35.       To meet the requirements of EC Directive 2001/42, transposed into UK legislation by the Environmental Assessment of Plans and Programmes Regulations 2004, a Strategic Environmental Assessment (SEA) is carried out before oil and gas licensing is undertaken.  The SEA is subject to public consultation and evaluates both the individual and cumulative impacts of offshore oil and gas activity at a strategic level.  Licence areas can be withheld if mitigation of potentially adverse effects is not considered to be feasible, or if there is insufficient information available to determine the potential impact of the licensing activity.  For example, the 2008/9 Offshore Energy SEA recommends that an area to the west of the Hebrides and the deepest parts of the southwest approaches should continue to be withheld from oil and gas licensing due to significant gaps in our knowledge of these areas.

 

36.       Following the completion of a SEA, operators are invited to apply for licences in selected areas, usually as part of a licence round.  The licence application process includes an Environmental Competency Assessment.  Applicants must have, or commit to develop, an Environmental Management System (EMS) that satisfies the requirements of OSPAR Recommendation 2003/5; must have adequate oil spill liability provision; and must prepare a high-level Environmental Impact Assessment (EIA) to identify the environmental sensitivities in the area that is the subject of the application.

 

37.       An EMS is designed to achieve the prevention and elimination of pollution from offshore sources; the protection and conservation of the maritime area against other adverse effects of offshore activities; and continual improvement in environmental performance.  All of the 81 licensed operators on the UKCS have an independently verified EMS.

 

Project specific regulation  

38.       The granting of a licence does not automatically confer any rights or permissions for activities within the licensed area, and all proposed projects are subject to an environmental assessment.

 

39.       The Offshore Petroleum Production and Pipelines (Assessment of Environmental Effects) Regulations 1999 implement the EC EIA Directive, and require the operator to undertake an environmental assessment for a wide range of projects.  For all new developments, significant increases in production and large pipelines, the assessment must take the form of an Environmental Statement that is subject to Public Notice.

 

40.       The Offshore Petroleum Activities (Conservation of Habitats) Regulations 2001 implement the EC Habitats and Wild Birds Directives, and apply to all projects and activities.  Where a project or activity could affect the integrity of a protected habitat or species, an Appropriate Assessment (AA) is required to demonstrate that any effect would be insignificant.

 

Activity Specific Legislation

41.       In addition to the project level legislation being applied to activities such as the drilling and testing of wells, all minor pipelines and pipeline works and minor production increases; all activities that could adversely affect the environment are strictly regulated (further information can be found at Annex 2).   Assessments are required for:

·        seismic and other survey activity

·        the use and discharge of chemicals

·        the discharge of oil

·        atmospheric emissions

·        oil spill response

 

42.       Most of these activities are controlled by the issue of activity specific permits, consents or authorisations containing legally binding terms and conditions.  In addition, every offshore installation must be the subject of an approved Oil Pollution Emergency Plan.  The offshore sector is also included in the EU Emissions Trading Scheme.

*DATASET EXTRACT*.
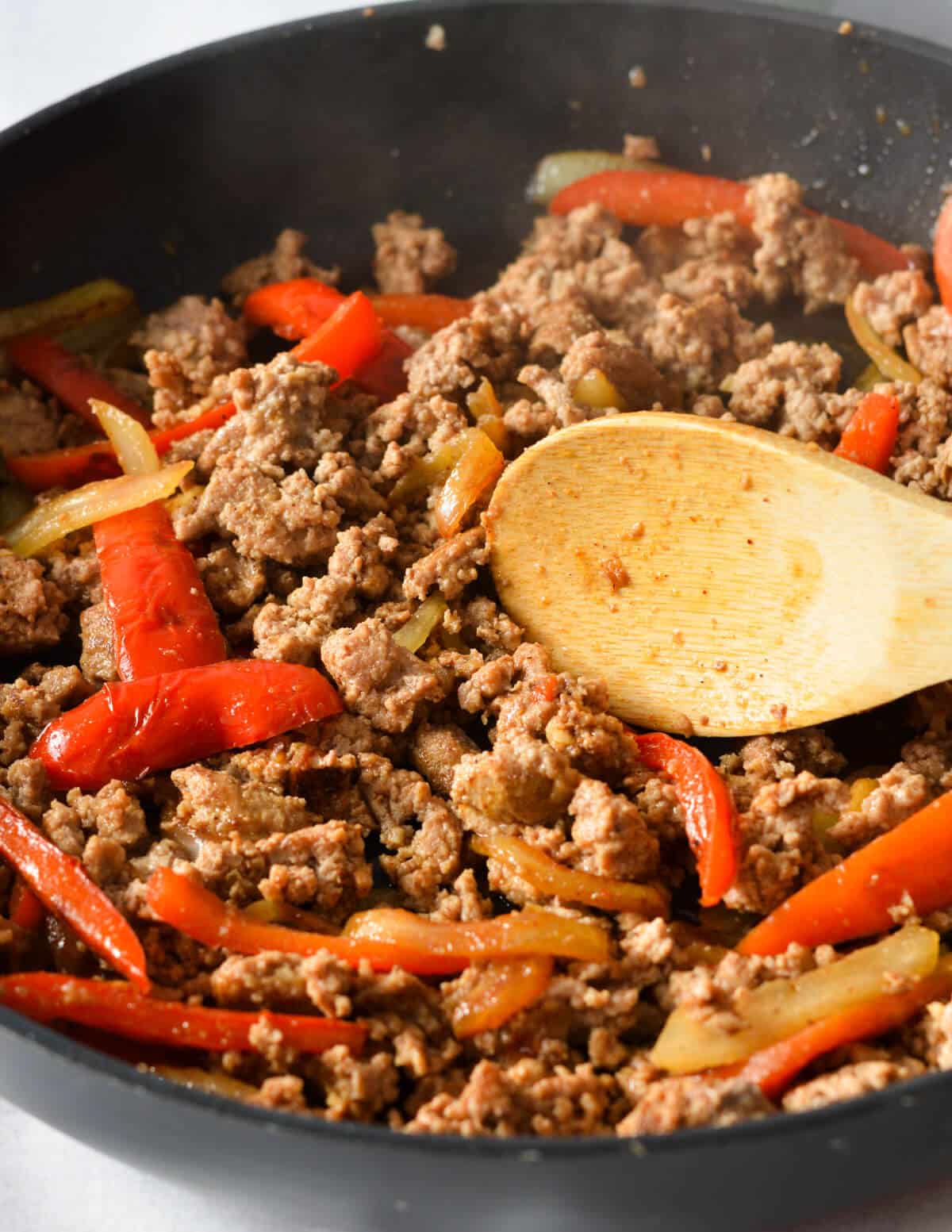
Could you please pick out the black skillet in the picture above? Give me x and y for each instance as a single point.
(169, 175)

...

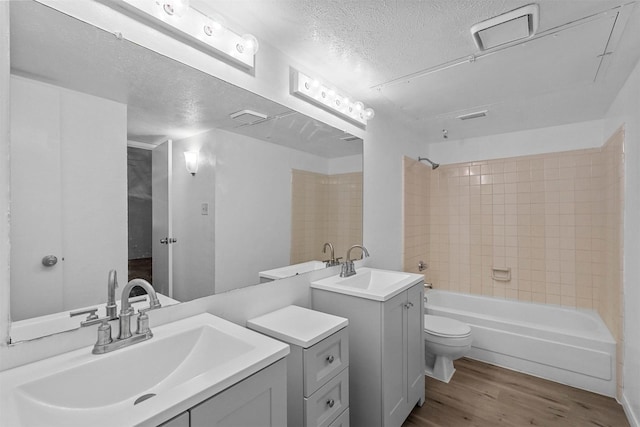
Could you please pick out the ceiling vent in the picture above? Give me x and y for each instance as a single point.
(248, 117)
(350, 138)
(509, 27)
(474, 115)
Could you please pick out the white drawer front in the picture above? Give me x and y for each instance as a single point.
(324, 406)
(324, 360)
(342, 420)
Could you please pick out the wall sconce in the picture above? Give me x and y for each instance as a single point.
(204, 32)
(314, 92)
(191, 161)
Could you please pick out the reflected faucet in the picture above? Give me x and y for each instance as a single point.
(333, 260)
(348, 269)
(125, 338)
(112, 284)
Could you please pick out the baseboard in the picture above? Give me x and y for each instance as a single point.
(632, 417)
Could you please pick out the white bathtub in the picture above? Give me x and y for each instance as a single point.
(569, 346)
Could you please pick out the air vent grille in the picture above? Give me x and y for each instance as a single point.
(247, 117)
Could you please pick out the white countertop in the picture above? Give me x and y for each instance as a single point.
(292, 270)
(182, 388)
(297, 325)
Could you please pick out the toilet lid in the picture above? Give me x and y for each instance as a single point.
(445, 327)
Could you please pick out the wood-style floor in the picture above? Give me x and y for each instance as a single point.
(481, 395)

*AIM OF THE TASK*.
Quote, word for word, the passage of the offshore oil and gas regulation text that begins with the words containing "38.       The granting" and ends with "an environmental assessment.".

*IN RESPONSE*.
38.       The granting of a licence does not automatically confer any rights or permissions for activities within the licensed area, and all proposed projects are subject to an environmental assessment.